TEXTE DE LECTURE
C'est une réforme attendue. Aujourd'hui, en excluant les tutelles aux prestations sociales, 1 % de la population française se trouve sous un régime de protection juridique ; le coût total du dispositif est estimé à 450 millions d'euros et le nombre de mesures prononcées croît de façon régulière du fait du vieillissement de la population française et d'une interprétation trop large de la loi existante.

Nous ne pouvons qu'approuver les objectifs principaux qui sont visés par ce projet de loi : limiter la mise en oeuvre de la protection juridique aux personnes qui en ont réellement besoin, placer la personne protégée au centre du régime de protection et réorganiser les conditions d'activités des tuteurs et curateurs extérieurs à la famille.

Je souhaiterais dire un mot sur deux mesures prévues dans le projet de loi : le régime d'accompagnement social spécifique et le mandat de protection future.

Afin d'accompagner les personnes en situation de détresse sociale, vous proposez, messieurs les ministres, de distinguer l'accompagnement social de l'altération éventuelle des facultés mentales de l'intéressé. L'instauration d'un dispositif d'intervention gradué, dans lequel le juge des tutelles ne serait saisi qu'en cas de recours ultime, va dans le bon sens. Le principe de subsidiarité doit s'appliquer chaque fois qu'il est possible et la mise en place d'un régime d'accompagnement social spécifique, au sein du système de protection des majeurs, permettra de mettre en oeuvre un dispositif de gestion budgétaire de la personne en détresse sociale sans entraîner pour autant son incapacité juridique.

Reste à cadrer très sérieusement, d'un point de vue financier, ce nouvel accompagnement social en pleine concertation avec les conseils généraux. Ce dispositif ne doit en effet se traduire ni par un désengagement de l'État envers les personnes en détresse sociale ni par un nouveau transfert de charges en direction des collectivités locales.

L'instauration du « mandat de protection future », qui permettra à chacun de désigner à l'avance un tiers chargé de veiller sur ses intérêts et sur sa personne pour le jour où l'âge ou la maladie nécessiteront sa protection, est également une bonne mesure. Il sera mis en oeuvre lorsque l'altération des facultés aura été constatée, sans nécessiter l'intervention du juge. Nous ne pouvons qu'approuver cette disposition.

DONNÉES FOURNIES
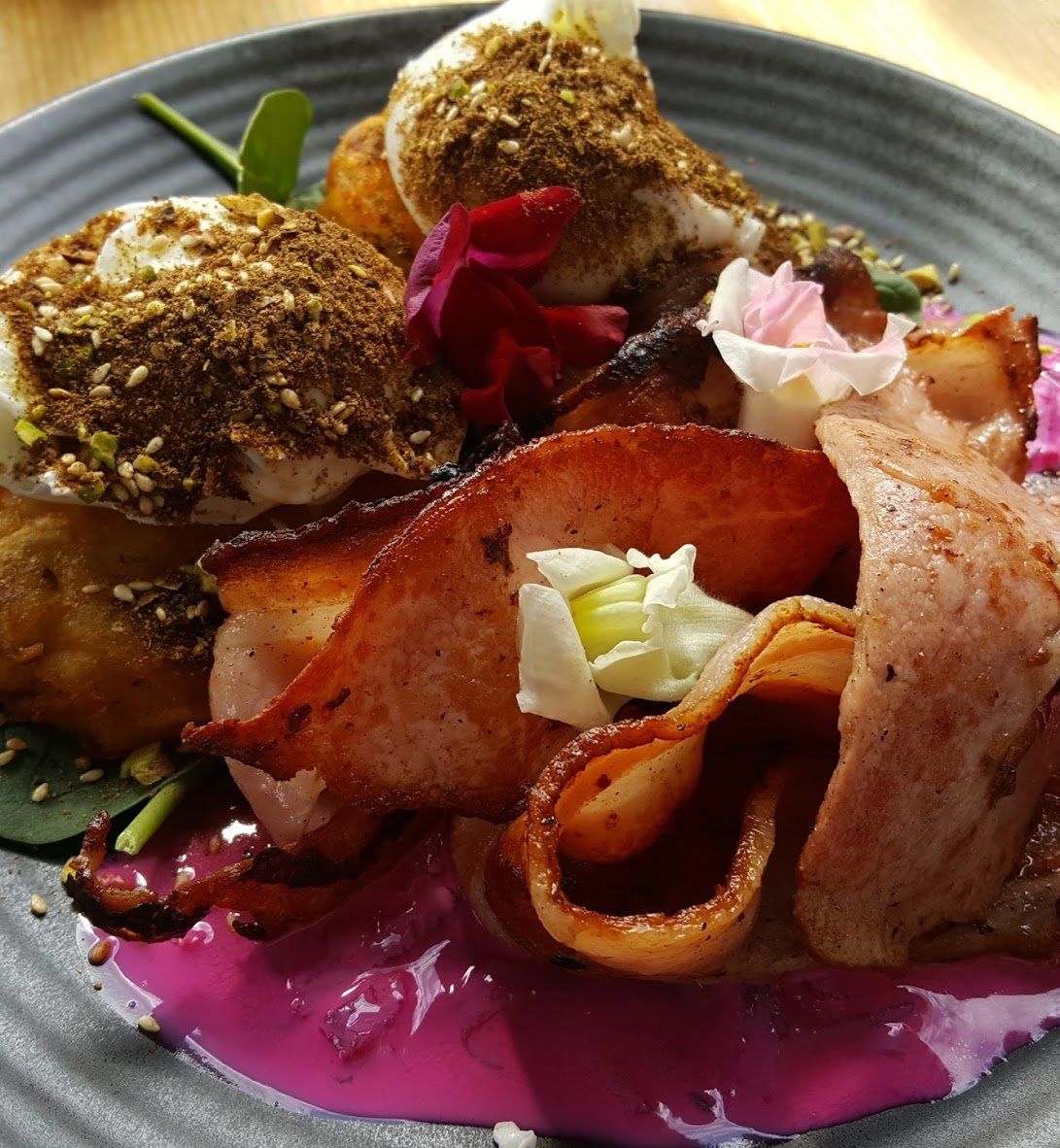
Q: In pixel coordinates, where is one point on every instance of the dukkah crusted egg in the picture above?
(204, 359)
(547, 92)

TRAVAIL DEMANDÉ
#1 D'après le texte sur la réforme de la protection juridique des majeurs, à combien le coût total du dispositif est-il estimé ?
#2 Poursuivez le texte sur la réforme de la protection juridique des majeurs à partir de sa dernière phrase.

CORRIGÉ
#1 Le coût total du dispositif est estimé à 450 millions d'euros.

#2
De même, les parents ayant à charge un enfant handicapé pourront organiser sa protection juridique à l'avance pour le jour où ils ne seront plus capables de s'occuper de lui. C'est une mesure très attendue, qui soulagera les parents en leur permettant de prévoir la protection de leur enfant, de l'anticiper, et de désigner la ou les personnes de confiance chargées de l'assumer.

Rappelons toutefois que la solidarité nationale est essentielle et que les parents ne doivent pas se retrouver isolés après avoir opté pour cette mesure en faveur de leur enfant handicapé.

Étant rapporteur pour avis, au nom de la commission des lois, des crédits alloués aux services judiciaires et à l'accès au droit, je souhaite également intervenir sur deux points qui me tiennent particulièrement à coeur : la surcharge des greffes et le coût des certificats médicaux.

Monsieur le garde des sceaux, vous le savez, l'augmentation constante du nombre des dossiers de protection juridique des majeurs ne fait que souligner l'insuffisance des effectifs dans les tribunaux. Les juges des tutelles sont débordés, les dossiers prennent du retard, les comptes de gestion et les récapitulatifs des décisions prises par les tuteurs ne sont plus toujours examinés dans des conditions optimales. Cela favorise malheureusement les escroqueries de tuteurs mal intentionnés et empêche la révision nécessaire des dossiers. En cela, les nouvelles modalités de contrôle introduites, notamment par l'article 511 du code civil, vont dans le bon sens.

Mais ces mesures « d'allégement » ne doivent occulter ni le manque de moyens assignés à la mise en oeuvre de la protection juridique des majeurs ni l'engorgement des tribunaux.

Je sais également que la commission des affaires sociales, inquiète du coût de l'expertise pour les familles, propose que cette dépense afférente à une procédure en justice soit prise en charge dans le cadre de l'aide juridictionnelle.